EXERCISE
Return verbatim the portion of the forum thread on the hacked Canadian Forces recruiting website that runs from "Considering how long" up to and including "see the problem.".

SELECTION
# "Canadian Forces recruiting website hacked"



## The Bread Guy (17 Nov 2016)

> The recruiting web page for the Canadian Armed Forces appears to have been hacked Thursday, redirecting users to an official Chinese state page.
> 
> Users visiting forces.ca, which is the main landing page for would-be recruits, were instead getting a page full of information and statements about Chinese government ministers, and their activities, in that country. The site now shows an error message instead.
> 
> ...


More here


----------



## Colin Parkinson (17 Nov 2016)

Let me guess it said – “Join the PLA, we have boots, tents and a spare uniforms”


----------



## dimsum (17 Nov 2016)

Colin P said:
			
		

> Let me guess it said – “Join the PLA, we have boots, tents and a spare uniforms”



:rofl:


----------



## Flavus101 (17 Nov 2016)

Colin P said:
			
		

> Let me guess it said – “Join the PLA, we have boots, tents and a spare uniforms”



...soon to be planes and ships included as well. Maybe even trucks that go off road.


----------



## RedcapCrusader (17 Nov 2016)

I for one welcome our new Zerg... I mean... Chinese Overlords.


----------



## Inspir (18 Nov 2016)

Why is Ralph Goodale chiming in when it's a DND matter?


----------



## dapaterson (18 Nov 2016)

Inspir said:
			
		

> Why is Ralph Goodale chiming in when it's a DND matter?



Security of Government of Canada websites is presumably a public safety issue.


----------



## RedcapCrusader (18 Nov 2016)

Considering how long it was up, there must not be any 24-hour monitoring personnel at CSEC anymore.


----------



## dapaterson (18 Nov 2016)

As a DNS redirect, monitoring might not have caught it - since the actual webserver was never touched.  If your local system uses a DNS cache, until that cache expires, you won't see the problem.


----------



## Inspir (18 Nov 2016)

dapaterson said:
			
		

> Security of Government of Canada websites is presumably a public safety issue.

Location labeling records:
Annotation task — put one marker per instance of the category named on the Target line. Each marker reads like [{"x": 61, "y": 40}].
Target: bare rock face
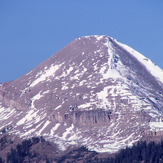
[{"x": 94, "y": 92}]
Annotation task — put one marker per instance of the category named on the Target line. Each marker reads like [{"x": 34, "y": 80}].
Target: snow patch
[{"x": 150, "y": 66}]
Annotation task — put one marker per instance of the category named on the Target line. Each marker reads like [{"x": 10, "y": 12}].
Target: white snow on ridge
[
  {"x": 156, "y": 126},
  {"x": 46, "y": 74},
  {"x": 150, "y": 66}
]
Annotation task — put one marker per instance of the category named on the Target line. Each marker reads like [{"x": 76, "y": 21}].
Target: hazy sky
[{"x": 33, "y": 30}]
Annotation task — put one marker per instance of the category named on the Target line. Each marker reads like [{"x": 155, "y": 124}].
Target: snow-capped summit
[{"x": 94, "y": 92}]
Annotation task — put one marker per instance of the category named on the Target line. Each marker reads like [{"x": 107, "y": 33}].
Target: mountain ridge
[{"x": 94, "y": 92}]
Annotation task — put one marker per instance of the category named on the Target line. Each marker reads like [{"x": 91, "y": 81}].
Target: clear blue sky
[{"x": 33, "y": 30}]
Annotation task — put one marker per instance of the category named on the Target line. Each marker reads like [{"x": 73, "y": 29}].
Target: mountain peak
[{"x": 94, "y": 92}]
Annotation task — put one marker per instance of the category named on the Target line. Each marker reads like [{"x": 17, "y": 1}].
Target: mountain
[{"x": 95, "y": 92}]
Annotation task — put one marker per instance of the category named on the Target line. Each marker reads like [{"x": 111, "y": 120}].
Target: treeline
[
  {"x": 141, "y": 153},
  {"x": 22, "y": 152}
]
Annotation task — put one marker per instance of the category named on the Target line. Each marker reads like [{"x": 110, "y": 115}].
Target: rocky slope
[{"x": 95, "y": 92}]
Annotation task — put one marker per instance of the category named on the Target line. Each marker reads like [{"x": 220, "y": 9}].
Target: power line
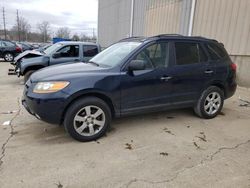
[{"x": 18, "y": 26}]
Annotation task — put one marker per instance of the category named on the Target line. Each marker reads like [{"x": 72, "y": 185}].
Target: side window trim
[
  {"x": 69, "y": 46},
  {"x": 199, "y": 45},
  {"x": 167, "y": 59}
]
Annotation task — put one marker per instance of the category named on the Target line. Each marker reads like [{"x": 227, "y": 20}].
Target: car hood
[{"x": 67, "y": 71}]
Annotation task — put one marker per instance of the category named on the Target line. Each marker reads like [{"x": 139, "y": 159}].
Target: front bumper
[{"x": 46, "y": 107}]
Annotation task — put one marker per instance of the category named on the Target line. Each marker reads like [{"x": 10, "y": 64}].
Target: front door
[
  {"x": 192, "y": 71},
  {"x": 150, "y": 88}
]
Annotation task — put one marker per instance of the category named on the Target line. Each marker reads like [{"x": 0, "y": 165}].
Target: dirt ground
[{"x": 167, "y": 149}]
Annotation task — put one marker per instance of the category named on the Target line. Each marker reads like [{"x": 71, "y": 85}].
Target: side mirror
[
  {"x": 56, "y": 55},
  {"x": 137, "y": 65}
]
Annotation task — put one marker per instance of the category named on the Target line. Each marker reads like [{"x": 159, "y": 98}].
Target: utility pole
[
  {"x": 18, "y": 25},
  {"x": 4, "y": 26}
]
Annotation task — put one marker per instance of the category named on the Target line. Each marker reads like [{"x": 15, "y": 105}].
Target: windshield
[
  {"x": 114, "y": 54},
  {"x": 52, "y": 48}
]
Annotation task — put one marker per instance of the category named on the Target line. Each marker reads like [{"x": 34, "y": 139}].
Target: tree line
[{"x": 22, "y": 31}]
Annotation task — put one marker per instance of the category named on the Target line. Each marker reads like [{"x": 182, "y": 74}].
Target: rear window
[
  {"x": 216, "y": 52},
  {"x": 189, "y": 53},
  {"x": 90, "y": 51}
]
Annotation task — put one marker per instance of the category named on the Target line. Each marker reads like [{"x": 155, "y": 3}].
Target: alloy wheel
[
  {"x": 212, "y": 103},
  {"x": 89, "y": 120}
]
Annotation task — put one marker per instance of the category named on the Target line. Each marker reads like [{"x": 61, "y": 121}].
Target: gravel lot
[{"x": 167, "y": 149}]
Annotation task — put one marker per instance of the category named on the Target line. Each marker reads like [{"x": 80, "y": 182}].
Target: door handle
[
  {"x": 209, "y": 72},
  {"x": 166, "y": 78}
]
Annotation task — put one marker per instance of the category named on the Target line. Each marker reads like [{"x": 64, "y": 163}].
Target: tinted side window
[
  {"x": 69, "y": 51},
  {"x": 155, "y": 56},
  {"x": 215, "y": 52},
  {"x": 90, "y": 51},
  {"x": 186, "y": 53}
]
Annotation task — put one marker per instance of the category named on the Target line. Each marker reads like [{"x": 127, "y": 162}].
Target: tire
[
  {"x": 80, "y": 122},
  {"x": 27, "y": 75},
  {"x": 210, "y": 103},
  {"x": 9, "y": 57}
]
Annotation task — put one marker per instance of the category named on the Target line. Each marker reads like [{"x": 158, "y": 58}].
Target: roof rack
[{"x": 167, "y": 35}]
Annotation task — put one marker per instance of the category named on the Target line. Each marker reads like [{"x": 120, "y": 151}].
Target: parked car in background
[
  {"x": 135, "y": 75},
  {"x": 8, "y": 50},
  {"x": 61, "y": 52},
  {"x": 42, "y": 48}
]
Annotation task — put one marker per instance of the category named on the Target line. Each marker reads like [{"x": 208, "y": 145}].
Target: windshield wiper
[{"x": 94, "y": 63}]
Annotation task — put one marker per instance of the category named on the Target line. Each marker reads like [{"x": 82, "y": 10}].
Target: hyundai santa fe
[{"x": 135, "y": 75}]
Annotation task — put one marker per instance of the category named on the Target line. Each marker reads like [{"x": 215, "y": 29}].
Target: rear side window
[
  {"x": 189, "y": 53},
  {"x": 90, "y": 51},
  {"x": 215, "y": 52}
]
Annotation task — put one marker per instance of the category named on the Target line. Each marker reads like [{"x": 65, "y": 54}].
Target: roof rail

PROBLEM SOLUTION
Considering how long it was up, there must not be any 24-hour monitoring personnel at CSEC anymore.


----------



## dapaterson (18 Nov 2016)

As a DNS redirect, monitoring might not have caught it - since the actual webserver was never touched.  If your local system uses a DNS cache, until that cache expires, you won't see the problem.